Exercises to complete:
(a) Answer these questions from the article on IVF failure, marking each answer the same way:
(i) About what percentage of embryos introduced to the uterus fail to implant?
(ii) Why would the body's defense system normally sense a growing fetus as an intruder?
(iii) How many days after harvesting eggs do doctors wait before introducing the embryos to the uterus?
(b) List every word or phrase that the article on IVF failure sets in quotation marks.
(c) Carry on the article on IVF failure past its final sentence, keeping its plain, informative tone.
***** Page extract
Fertility Infertility Issues

Couples who cannot conceive may turn to IVF (in vitro fertilization) to assist their chances of having a baby. IVF, however, is not always successful. Around 85% of embryos introduced to the uterus fail to implant, which means that most women require multiple cycles of IVF, usually with more than one enbryo per cycle introduced, in order to conceive.

For many couples who were hoping IVF would be their miracle, it can be devastating to go through cycle after cycle without a pregnancy developing. In fact, many couples never find out why IVF failed, leaving them wondering if they should spend the considerable amount of money it costs for IVF treatment to “gamble” on another cycle. Knowing the possible reasons for IVF failure may be helpful to couples wondering if they should try again, or look into other options.

Immunological problems

Although no study has shown a clear link between any elevated immune cell levels and IVF failure, many doctors feel that immune response may contribute to the failure of an embryo to implant. The body’s defense system would normally “sense” a growing fetus as an intruder, since its DNA is different from that of its mother. In a healthy pregnant women, immune response is muted to keep the mother’s system from attacking her own baby, but a women experiencing fertility problems and going through IVF may not experience that same dampening of the immune response. The theory is that the woman’s immune system is not letting the embryo implant into the wall of the uterus properly.

Time from harvest to implantation

Different doctors favor different waiting periods before introducing the embryos to the uterus. Some doctors will do the procedure three days after harvesting eggs and combining them with sperm, and some doctors will wait five. There is some evidence that “five day embryos” have a lower rate of implant failure. The theory is that embryos that look strong after three days might not actually be the strongest and most viable embryos to implant, and that by waiting five days, the doctor has a better idea of which embryos are actually more likely to thrive.
**********
***** Record excerpts
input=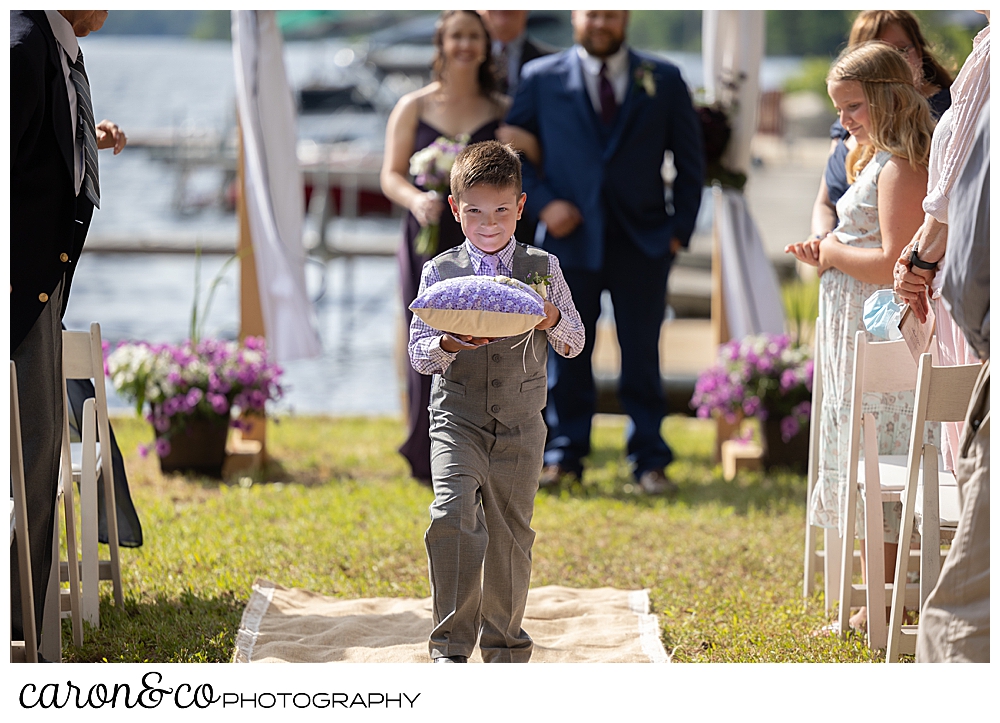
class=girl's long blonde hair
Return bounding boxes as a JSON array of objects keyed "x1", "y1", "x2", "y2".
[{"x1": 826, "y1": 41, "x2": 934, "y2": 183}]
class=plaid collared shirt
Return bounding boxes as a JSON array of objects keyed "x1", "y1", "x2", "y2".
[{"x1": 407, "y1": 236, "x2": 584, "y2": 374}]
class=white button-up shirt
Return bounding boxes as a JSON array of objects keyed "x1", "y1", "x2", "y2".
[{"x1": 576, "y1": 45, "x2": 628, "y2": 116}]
**********
Answers given:
(a)
(i) Around 85%.
(ii) Because the fetus's DNA is different from that of its mother.
(iii) Some doctors wait three days, and some wait five.

(b)
“gamble”
“sense”
“five day embryos”

(c)
Endometriosis

Endometriosis, a condition seen in 5-10 percent of women during childbearing years, occurs when endometrial cells, normally only seen as part of the uterine lining, begin growing outside the uterus. Common places for these cells to grow are in the fallopian tubes and on the ovaries, although they may spread much farther. Women with endometriosis have a high rate of infertility, and of those who seek IVF treatment, there is a high rate of failure. The mechanism by which endometriosis might cause IVF failure is not currently clear.

Superovulation

For IVF treatment, a woman takes hormones to cause superovulation, which is the ripening of more than one egg during a cycle. Harvesting multiple eggs at once allows multiple embryos to be created, which is supposed to give a better choice of embryos likely to implant. However, there is a theory that perhaps the follicles in the ovary that would not have naturally produced a mature egg would not have done so for a reason: the egg in that follicle may have been inferior, or contained genetic abnormalities. It is currently a mystery why women produce four or more egg follicles a cycle and yet only one egg matures, but it could be because nature knows best, and the egg that matures is the one most likely to develop into a healthy embryo. If that is the case, harvesting eggs from other follicles may not increase the chance of successful pregnancy at all.

There are many different possible reasons for IVF failure, and a couple who has experienced it should have a long and thorough discussion with their doctor as to the possible reasons, and whether or not it is advised to continue with IVF treatment.